> Task item: Quote the whole listing verbatim.

> Exercise materials:
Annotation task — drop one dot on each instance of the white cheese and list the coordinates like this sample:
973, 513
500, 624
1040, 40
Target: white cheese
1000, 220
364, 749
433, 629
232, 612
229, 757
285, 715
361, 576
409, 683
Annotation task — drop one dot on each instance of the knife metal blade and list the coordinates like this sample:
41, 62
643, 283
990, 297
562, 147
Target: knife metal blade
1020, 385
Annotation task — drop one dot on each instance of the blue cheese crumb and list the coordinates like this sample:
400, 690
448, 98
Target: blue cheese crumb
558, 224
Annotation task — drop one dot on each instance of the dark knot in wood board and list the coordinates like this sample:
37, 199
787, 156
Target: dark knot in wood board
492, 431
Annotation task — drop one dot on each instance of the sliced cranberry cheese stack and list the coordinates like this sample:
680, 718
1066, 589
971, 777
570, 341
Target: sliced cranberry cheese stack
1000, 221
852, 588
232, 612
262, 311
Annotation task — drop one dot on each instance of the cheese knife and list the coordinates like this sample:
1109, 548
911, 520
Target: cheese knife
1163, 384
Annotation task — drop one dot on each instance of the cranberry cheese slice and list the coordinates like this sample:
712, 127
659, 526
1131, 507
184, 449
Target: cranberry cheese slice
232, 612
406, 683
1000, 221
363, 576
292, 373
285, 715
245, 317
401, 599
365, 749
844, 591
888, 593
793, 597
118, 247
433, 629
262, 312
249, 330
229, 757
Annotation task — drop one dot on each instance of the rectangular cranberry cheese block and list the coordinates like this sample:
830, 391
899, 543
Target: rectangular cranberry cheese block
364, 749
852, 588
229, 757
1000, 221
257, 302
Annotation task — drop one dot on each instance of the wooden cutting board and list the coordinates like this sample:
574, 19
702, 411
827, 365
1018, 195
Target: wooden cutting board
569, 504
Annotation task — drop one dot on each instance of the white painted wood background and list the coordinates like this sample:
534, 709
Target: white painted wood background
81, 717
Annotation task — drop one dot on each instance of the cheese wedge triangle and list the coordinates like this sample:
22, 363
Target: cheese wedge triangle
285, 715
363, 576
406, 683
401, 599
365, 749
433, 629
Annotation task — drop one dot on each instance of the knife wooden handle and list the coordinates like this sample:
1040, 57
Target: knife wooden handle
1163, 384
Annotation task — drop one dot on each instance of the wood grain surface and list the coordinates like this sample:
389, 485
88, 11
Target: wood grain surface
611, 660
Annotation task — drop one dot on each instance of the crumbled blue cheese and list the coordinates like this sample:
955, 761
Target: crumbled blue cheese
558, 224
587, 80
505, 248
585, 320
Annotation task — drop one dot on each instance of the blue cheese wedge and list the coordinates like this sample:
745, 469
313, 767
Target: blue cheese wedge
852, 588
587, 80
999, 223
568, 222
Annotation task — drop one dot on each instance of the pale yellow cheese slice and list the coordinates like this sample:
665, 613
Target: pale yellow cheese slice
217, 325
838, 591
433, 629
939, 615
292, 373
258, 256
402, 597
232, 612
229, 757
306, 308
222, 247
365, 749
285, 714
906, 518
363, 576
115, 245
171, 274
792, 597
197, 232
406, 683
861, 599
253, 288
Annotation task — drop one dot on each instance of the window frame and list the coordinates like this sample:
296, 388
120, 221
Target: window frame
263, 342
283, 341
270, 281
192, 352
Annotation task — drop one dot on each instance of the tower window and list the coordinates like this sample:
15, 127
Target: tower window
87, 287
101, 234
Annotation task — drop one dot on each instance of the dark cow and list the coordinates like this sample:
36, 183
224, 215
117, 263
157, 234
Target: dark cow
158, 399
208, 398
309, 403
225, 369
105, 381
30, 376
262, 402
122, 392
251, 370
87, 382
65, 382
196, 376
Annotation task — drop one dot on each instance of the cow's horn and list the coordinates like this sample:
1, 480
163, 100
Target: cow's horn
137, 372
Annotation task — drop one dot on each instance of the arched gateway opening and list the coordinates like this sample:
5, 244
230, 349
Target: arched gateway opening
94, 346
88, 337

> Reply:
Annotation task — drop one dot on each instance of the white cheese and list the coordinates like this sample:
973, 513
500, 624
1040, 40
Target: white cheese
1000, 220
364, 749
433, 629
232, 612
229, 757
285, 715
361, 576
409, 683
Annotation task — drop one dot on each instance of the knife metal blade and list the coordinates like this sample:
41, 62
643, 283
990, 297
562, 147
Target: knife metal blade
1020, 385
Annotation task — drop one dot on each instance of the blue cheese crumb and list the coordinates like this sample:
400, 690
448, 98
Target: blue cheese crumb
558, 224
Annotation task — drop one dot on each instance of the dark knot in wood board and list the coordinates like this sample:
37, 199
787, 156
Target: dark knot in wood board
492, 431
Annotation task — drop one dot on each instance of the sliced cranberry cheese stack and list the coordinates like this sample:
680, 718
1066, 589
971, 777
570, 341
Target: sliced cranberry cheese stack
1000, 221
852, 588
232, 612
262, 311
Annotation task — drop one dot on each instance of the cheese knife and list the coordinates like this sample:
1109, 548
911, 520
Target: cheese knife
1163, 384
Annotation task — drop one dot on each instance of the cranberry cheese slice and list the coordinates like this sample:
712, 127
659, 526
1131, 507
184, 449
Target: cranberry cheese slice
232, 612
406, 683
1000, 221
363, 576
292, 373
285, 715
245, 317
401, 599
365, 749
844, 591
888, 593
793, 597
118, 247
433, 629
262, 312
249, 330
229, 757
Annotation task — drop one dot on each instance of the rectangular cranberry cheese block and list the coordinates like this sample:
830, 391
899, 543
Target: rectangular cranberry cheese block
364, 749
852, 588
229, 757
1000, 221
257, 302
Annotation task — drop one dot on each instance of the wooden cutting board and list the coordinates like this sample:
574, 19
702, 411
827, 365
1018, 195
Target: wooden cutting board
569, 504
Annotation task — drop one dot on each instance of the white painted wood background and list the coordinates like this sample:
534, 709
Target: white painted wood background
81, 717
Annotation task — drop one dot on each instance of the cheese wedge triangle and list the coordinates like this sample:
22, 363
Target: cheese wedge triangle
285, 715
363, 576
406, 683
401, 599
365, 749
433, 629
Annotation task — drop one dot on each instance of the knife wooden handle and list the coordinates like this sample:
1040, 57
Target: knife wooden handle
1163, 384
Annotation task — drop one dot on each instance of the wood grain surface and list the coordinates like this sample:
389, 485
88, 11
Target: wood grain surface
611, 660
Annotation task — drop one dot on each instance of the crumbled blue cheese and list the coordinates like this sample:
955, 761
Target: crumbled blue cheese
558, 224
587, 80
505, 248
585, 320
Annotation task — drop one dot on each instance of the blue cheese wedge and list the coordinates like this sample:
745, 469
313, 767
Target: blue cheese wedge
852, 588
587, 80
999, 223
568, 222
Annotation task — drop one dot on each instance of the pale yellow cheese slice and list the coordinates like this sample:
665, 613
Target: pale yellow cheese slice
217, 325
838, 591
433, 629
939, 615
292, 373
258, 256
402, 597
232, 612
229, 757
306, 308
222, 247
365, 749
285, 714
906, 518
363, 576
115, 245
171, 274
792, 597
197, 232
406, 683
861, 599
253, 288
Annotation task — drop one dot on each instance of the window frame and list the coordinates like this sample:
296, 388
120, 221
Target: window frame
263, 342
283, 341
270, 281
192, 352
Annotation task — drop one dot on each instance of the tower window and list the coordinates like this sample:
15, 127
Target: tower window
87, 287
101, 234
Annotation task — drop one dot on each instance of the dark cow and list the coordinates like this sample:
36, 183
224, 215
117, 263
157, 234
Target: dark cow
158, 399
208, 398
309, 403
225, 369
105, 381
30, 376
262, 402
122, 392
251, 370
87, 382
65, 382
196, 376
Annotation task — drop one dot on each instance of the cow's horn and list the coordinates like this sample:
1, 480
163, 100
Target: cow's horn
137, 372
Annotation task — drop one dot on each instance of the arched gateway opening and list the coordinates like this sample:
5, 244
230, 349
Target: arched gateway opening
94, 346
88, 337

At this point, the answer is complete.